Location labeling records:
----

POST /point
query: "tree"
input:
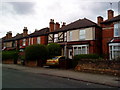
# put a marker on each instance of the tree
(54, 49)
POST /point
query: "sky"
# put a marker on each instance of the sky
(36, 14)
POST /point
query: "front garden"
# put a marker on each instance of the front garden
(36, 55)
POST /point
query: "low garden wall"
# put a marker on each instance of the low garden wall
(97, 66)
(8, 61)
(31, 63)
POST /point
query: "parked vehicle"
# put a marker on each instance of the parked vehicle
(54, 61)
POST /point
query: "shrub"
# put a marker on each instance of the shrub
(54, 49)
(10, 55)
(36, 52)
(86, 56)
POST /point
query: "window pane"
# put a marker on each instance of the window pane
(117, 29)
(82, 34)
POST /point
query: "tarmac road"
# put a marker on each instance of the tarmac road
(13, 78)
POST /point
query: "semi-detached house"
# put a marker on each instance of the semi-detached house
(20, 41)
(80, 37)
(110, 35)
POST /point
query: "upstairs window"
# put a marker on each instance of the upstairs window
(117, 29)
(38, 40)
(24, 42)
(82, 34)
(70, 35)
(55, 37)
(65, 36)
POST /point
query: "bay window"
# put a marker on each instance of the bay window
(82, 34)
(117, 29)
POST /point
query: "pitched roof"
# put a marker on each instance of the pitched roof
(18, 36)
(115, 40)
(41, 32)
(81, 23)
(35, 34)
(114, 19)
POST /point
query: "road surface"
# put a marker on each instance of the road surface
(13, 78)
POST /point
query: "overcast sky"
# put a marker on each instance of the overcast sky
(36, 14)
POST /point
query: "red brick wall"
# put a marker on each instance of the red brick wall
(95, 45)
(107, 35)
(21, 42)
(43, 40)
(27, 41)
(34, 40)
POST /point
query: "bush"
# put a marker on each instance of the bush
(10, 55)
(86, 56)
(54, 49)
(36, 52)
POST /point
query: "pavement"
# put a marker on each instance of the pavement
(108, 80)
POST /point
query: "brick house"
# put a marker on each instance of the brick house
(20, 41)
(80, 37)
(38, 37)
(13, 43)
(110, 35)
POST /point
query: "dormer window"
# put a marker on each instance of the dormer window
(117, 29)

----

WHAT TO WORK ON — Quote the records above in full, dropping each picture.

CORRECT OUTPUT —
POST /point
query: "tree"
input:
# put a marker on each instance of the tree
(54, 49)
POST /point
query: "sky"
# put a marker on each instance of the sky
(36, 14)
POST /point
query: "front garden"
# put a marker on each instance of the front garden
(36, 55)
POST /point
query: "low garden wall"
# put a marker on each instance of the low garden wall
(97, 66)
(8, 61)
(31, 63)
POST /point
query: "parked vehicle"
# put a marker on each instance of the parked vehicle
(54, 61)
POST /point
query: "shrub"
# put a marker on each instance of the shrub
(54, 49)
(10, 55)
(36, 52)
(86, 56)
POST /point
query: "window pane"
# put a marker on each instance of the window pane
(117, 29)
(82, 34)
POST /point
query: "tarmac road"
# put a marker on each instance of the tarmac road
(13, 78)
POST /point
query: "semi-detached house"
# put a marker on each instance of the semi-detached house
(20, 41)
(80, 37)
(110, 35)
POST /point
query: "upstairs window"
# put a marker on each instance of the upstairs window
(117, 29)
(38, 40)
(24, 42)
(82, 34)
(70, 35)
(55, 37)
(65, 36)
POST /point
query: "bay window"
# put a marker on each instance of the bay window
(82, 34)
(117, 29)
POST /point
query: "pitched roof"
# put a marker on each instance of the pitched roof
(18, 36)
(115, 40)
(41, 32)
(81, 23)
(35, 34)
(114, 19)
POST /point
query: "road surface"
# put a marker on each instance of the road surface
(13, 78)
POST /point
query: "overcast sky"
# put a marker on each instance of the overcast sky
(36, 14)
POST /point
query: "red brick wall"
# put a marker on each instance of the red brick wall
(95, 45)
(107, 35)
(21, 42)
(43, 40)
(27, 41)
(34, 40)
POST /point
query: "bush"
# put a marker on each instance of the bush
(10, 55)
(86, 56)
(54, 49)
(36, 52)
POST /point
query: "pavement"
# put a marker on each instance of the pavement
(108, 80)
POST /point
query: "brick house"
# put a marker on each instance of the brick house
(20, 41)
(80, 37)
(38, 37)
(13, 43)
(110, 35)
POST /point
query: "dormer window"
# put a marker on each instance of the dormer window
(117, 29)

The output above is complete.